*** Block opens ***

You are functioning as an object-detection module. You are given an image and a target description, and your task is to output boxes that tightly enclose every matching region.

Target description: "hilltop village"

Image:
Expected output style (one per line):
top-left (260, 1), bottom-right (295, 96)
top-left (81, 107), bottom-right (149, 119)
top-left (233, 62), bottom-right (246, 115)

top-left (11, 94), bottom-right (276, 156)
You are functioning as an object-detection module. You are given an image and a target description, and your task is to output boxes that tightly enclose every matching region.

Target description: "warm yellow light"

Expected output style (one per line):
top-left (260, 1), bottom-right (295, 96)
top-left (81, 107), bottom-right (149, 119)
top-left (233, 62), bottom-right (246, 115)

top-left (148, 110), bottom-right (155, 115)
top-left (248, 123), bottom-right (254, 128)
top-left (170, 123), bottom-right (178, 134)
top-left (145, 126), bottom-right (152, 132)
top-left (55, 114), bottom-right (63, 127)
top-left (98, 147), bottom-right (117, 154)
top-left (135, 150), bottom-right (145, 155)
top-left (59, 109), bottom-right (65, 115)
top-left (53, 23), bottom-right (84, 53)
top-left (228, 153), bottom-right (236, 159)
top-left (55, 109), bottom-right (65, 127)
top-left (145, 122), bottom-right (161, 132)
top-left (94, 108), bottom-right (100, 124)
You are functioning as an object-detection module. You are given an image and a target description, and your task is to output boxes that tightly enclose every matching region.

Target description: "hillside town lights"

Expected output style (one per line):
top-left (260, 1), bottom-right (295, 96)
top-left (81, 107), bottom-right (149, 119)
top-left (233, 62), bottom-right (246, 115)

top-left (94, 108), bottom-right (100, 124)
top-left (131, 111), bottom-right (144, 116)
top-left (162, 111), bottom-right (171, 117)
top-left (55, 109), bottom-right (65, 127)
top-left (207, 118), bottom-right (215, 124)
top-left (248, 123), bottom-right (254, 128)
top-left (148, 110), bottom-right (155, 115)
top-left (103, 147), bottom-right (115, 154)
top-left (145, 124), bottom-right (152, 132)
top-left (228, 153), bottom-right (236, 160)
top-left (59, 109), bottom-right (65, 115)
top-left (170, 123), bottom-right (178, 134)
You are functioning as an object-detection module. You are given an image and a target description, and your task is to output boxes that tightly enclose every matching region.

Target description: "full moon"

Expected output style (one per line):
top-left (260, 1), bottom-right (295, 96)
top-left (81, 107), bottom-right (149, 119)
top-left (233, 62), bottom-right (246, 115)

*** Block closes ***

Recopy the records without any alteration.

Solved exercise:
You are functioning as an object-detection module. You are given an image and a target description, and your task is to output boxes that tightly enclose every matching region.

Target description: "hilltop village"

Image:
Expected output style (one per line):
top-left (260, 1), bottom-right (295, 96)
top-left (81, 107), bottom-right (149, 119)
top-left (233, 62), bottom-right (246, 115)

top-left (11, 94), bottom-right (276, 156)
You are functioning as an object-detection module. You are given an image and a target description, and your task is to output boxes that tightly enclose every matching region.

Target description: "warm yellow light"

Expected output style (one per line):
top-left (260, 1), bottom-right (295, 96)
top-left (81, 107), bottom-right (149, 119)
top-left (233, 62), bottom-right (246, 115)

top-left (148, 110), bottom-right (155, 115)
top-left (248, 123), bottom-right (254, 128)
top-left (170, 123), bottom-right (178, 134)
top-left (145, 126), bottom-right (152, 132)
top-left (55, 114), bottom-right (63, 127)
top-left (98, 147), bottom-right (117, 154)
top-left (135, 150), bottom-right (145, 155)
top-left (59, 109), bottom-right (65, 115)
top-left (53, 23), bottom-right (84, 53)
top-left (228, 153), bottom-right (236, 159)
top-left (55, 109), bottom-right (65, 127)
top-left (145, 122), bottom-right (161, 132)
top-left (94, 108), bottom-right (100, 124)
You are functioning as an object-detection module. You are given an image and a target description, and your task is to output boxes that tightly enclose every matching region.

Target description: "hillside town lights"

Expected output style (one per line):
top-left (260, 1), bottom-right (295, 96)
top-left (81, 107), bottom-right (149, 119)
top-left (233, 62), bottom-right (246, 115)

top-left (94, 108), bottom-right (100, 124)
top-left (131, 111), bottom-right (144, 116)
top-left (162, 111), bottom-right (171, 117)
top-left (55, 109), bottom-right (65, 127)
top-left (207, 118), bottom-right (215, 124)
top-left (248, 123), bottom-right (254, 128)
top-left (148, 110), bottom-right (155, 115)
top-left (103, 147), bottom-right (115, 154)
top-left (145, 124), bottom-right (152, 132)
top-left (228, 153), bottom-right (236, 160)
top-left (59, 109), bottom-right (65, 115)
top-left (170, 123), bottom-right (178, 134)
You are functioning as an object-detection module. You are given an image and a target description, and your task is to output boxes that tightly enclose every matching region.

Target description: "full moon"

Expected output style (one per line):
top-left (260, 1), bottom-right (295, 96)
top-left (81, 107), bottom-right (149, 119)
top-left (233, 62), bottom-right (246, 115)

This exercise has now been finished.